What Did You Say?

 

 

Various quotes from people who

worked with Golan-Globus and Cannon.

 

...and a few pearls of wisdom from Golan-Globus, amongst others.

 

 

Link to this page: www.cannon.org.uk/quotes.htm

 

 

 

 

 

 

 

"Brooke is the most beautiful creature on earth, she is the genie of the desert and Lambert is a wildman, but educated. He wants to rape her, but he controls himself. We are not afraid here of clichés. I want a beautiful romantic blockbuster where all American kids will identify."  -Menahem Golan, talking about Brooke Shields (as pictured) in Sahara (1984)

 

 

 

 

 

 

 

 

 

 

 

 

 

 

 

 

"They supported me well over the years, staying around even after my star declined. They offered me a rare and loyal affection and gratitude over a long period of time." 

-Sylvia Kristel on Golan-Globus.

 

 

 

"Cannon has aquired a two storey house on Sunset Boulevard and will take up residence there next month" -Yoram Globus, on Cannon's move to Hollywood (1979).

 

 

 

"No, it wasn't a shotgun, it was a chainsaw. He said he was going to cut off his finger if I didn't make his film." -Menahem Golan talking about Barbet Schroeder and Barfly.

*Dataset entries*.
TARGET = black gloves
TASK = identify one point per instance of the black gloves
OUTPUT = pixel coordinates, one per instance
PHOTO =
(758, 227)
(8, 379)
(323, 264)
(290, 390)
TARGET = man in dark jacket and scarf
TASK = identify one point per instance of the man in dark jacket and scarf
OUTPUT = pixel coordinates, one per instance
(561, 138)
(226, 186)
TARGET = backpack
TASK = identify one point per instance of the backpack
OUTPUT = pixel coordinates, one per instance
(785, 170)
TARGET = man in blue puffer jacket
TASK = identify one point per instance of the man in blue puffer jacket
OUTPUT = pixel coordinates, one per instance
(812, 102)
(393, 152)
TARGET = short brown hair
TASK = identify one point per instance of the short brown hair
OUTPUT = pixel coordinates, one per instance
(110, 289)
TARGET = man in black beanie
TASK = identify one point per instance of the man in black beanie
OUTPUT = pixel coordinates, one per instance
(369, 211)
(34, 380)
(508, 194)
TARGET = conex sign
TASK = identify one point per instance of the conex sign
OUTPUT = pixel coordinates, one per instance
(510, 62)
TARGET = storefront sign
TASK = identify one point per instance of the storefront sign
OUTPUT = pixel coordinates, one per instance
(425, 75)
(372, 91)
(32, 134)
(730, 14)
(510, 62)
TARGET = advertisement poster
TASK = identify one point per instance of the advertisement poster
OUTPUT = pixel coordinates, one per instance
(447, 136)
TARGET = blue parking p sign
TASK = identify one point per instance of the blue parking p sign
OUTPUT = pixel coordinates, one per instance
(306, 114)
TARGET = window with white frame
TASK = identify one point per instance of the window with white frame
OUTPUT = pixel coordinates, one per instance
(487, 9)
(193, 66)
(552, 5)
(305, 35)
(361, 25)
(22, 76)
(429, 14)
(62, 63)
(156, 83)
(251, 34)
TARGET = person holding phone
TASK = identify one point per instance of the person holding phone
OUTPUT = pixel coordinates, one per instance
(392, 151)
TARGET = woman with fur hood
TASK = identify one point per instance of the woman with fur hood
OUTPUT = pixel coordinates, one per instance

*Task directions*.
List every person credited as the speaker of a quote in the Cannon quotes page, naming each person once. Answer using only the text about Golan-Globus and Cannon, not the data.

*Solution for this task*.
Menahem Golan, Sylvia Kristel, Yoram Globus